_Task to complete_
Could you repeat the Dublin Docks thread from "## 88974 (May" up to and including "not Dun Laoghaire.", switching "children" to "grandchildren"?

_Text section_
"""

# Dublin Docks.



## 96109 (Aug 23, 2005)

Hi All,

I was wondering, is it possible to park overnight at Dublin Docks.

I'm sailing early on Friday morning across to Holyhead heading for the Birmingham show and if I use Camac Valley, then with early morning traffic on the Naas Road, I would nearly need 2 hours to get to the docks.

The solution would be to travel up on thursday night and park at the docks if it's possible.

Anybody know?

Thanks,

Dec.


----------



## 88974 (May 11, 2005)

Hi Dec,

Have not done it personnally but I know a couple who do it with their 4 children alot of the time and had no problems so far, as the docks is a good distance in from residential areas i cannot see it being a problem I presume you mean Dublin Port and not Dun Laoghaire. 

Dee


----------



## 96109 (Aug 23, 2005)

"""

_Entries supplied_

"""

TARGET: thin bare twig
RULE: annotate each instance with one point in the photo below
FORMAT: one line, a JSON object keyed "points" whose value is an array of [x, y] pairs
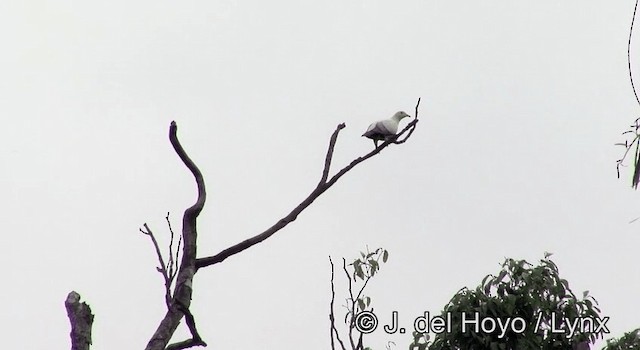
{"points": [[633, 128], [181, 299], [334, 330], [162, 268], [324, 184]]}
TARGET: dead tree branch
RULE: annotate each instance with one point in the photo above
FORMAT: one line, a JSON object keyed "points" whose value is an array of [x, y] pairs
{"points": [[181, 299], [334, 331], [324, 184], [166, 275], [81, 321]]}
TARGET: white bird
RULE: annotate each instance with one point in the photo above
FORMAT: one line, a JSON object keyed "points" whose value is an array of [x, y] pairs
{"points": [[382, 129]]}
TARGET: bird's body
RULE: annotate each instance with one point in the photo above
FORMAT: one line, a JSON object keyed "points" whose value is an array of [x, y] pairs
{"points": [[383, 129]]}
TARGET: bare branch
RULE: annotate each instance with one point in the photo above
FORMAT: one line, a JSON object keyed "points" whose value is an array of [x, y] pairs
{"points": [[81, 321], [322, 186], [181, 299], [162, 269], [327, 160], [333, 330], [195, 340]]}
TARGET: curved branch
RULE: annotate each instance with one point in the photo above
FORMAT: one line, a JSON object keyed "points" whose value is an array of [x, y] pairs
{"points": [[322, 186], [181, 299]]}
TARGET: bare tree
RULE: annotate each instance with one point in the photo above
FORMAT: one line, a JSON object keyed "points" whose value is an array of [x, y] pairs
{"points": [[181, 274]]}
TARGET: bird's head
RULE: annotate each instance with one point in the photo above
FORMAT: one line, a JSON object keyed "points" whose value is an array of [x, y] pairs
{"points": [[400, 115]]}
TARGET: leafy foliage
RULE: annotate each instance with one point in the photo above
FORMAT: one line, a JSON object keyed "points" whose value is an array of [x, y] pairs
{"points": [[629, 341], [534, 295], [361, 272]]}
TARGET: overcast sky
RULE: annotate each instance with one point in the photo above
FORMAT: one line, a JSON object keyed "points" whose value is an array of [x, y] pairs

"""

_Result_
## 88974 (May 11, 2005)

Hi Dec,

Have not done it personnally but I know a couple who do it with their 4 grandchildren alot of the time and had no problems so far, as the docks is a good distance in from residential areas i cannot see it being a problem I presume you mean Dublin Port and not Dun Laoghaire.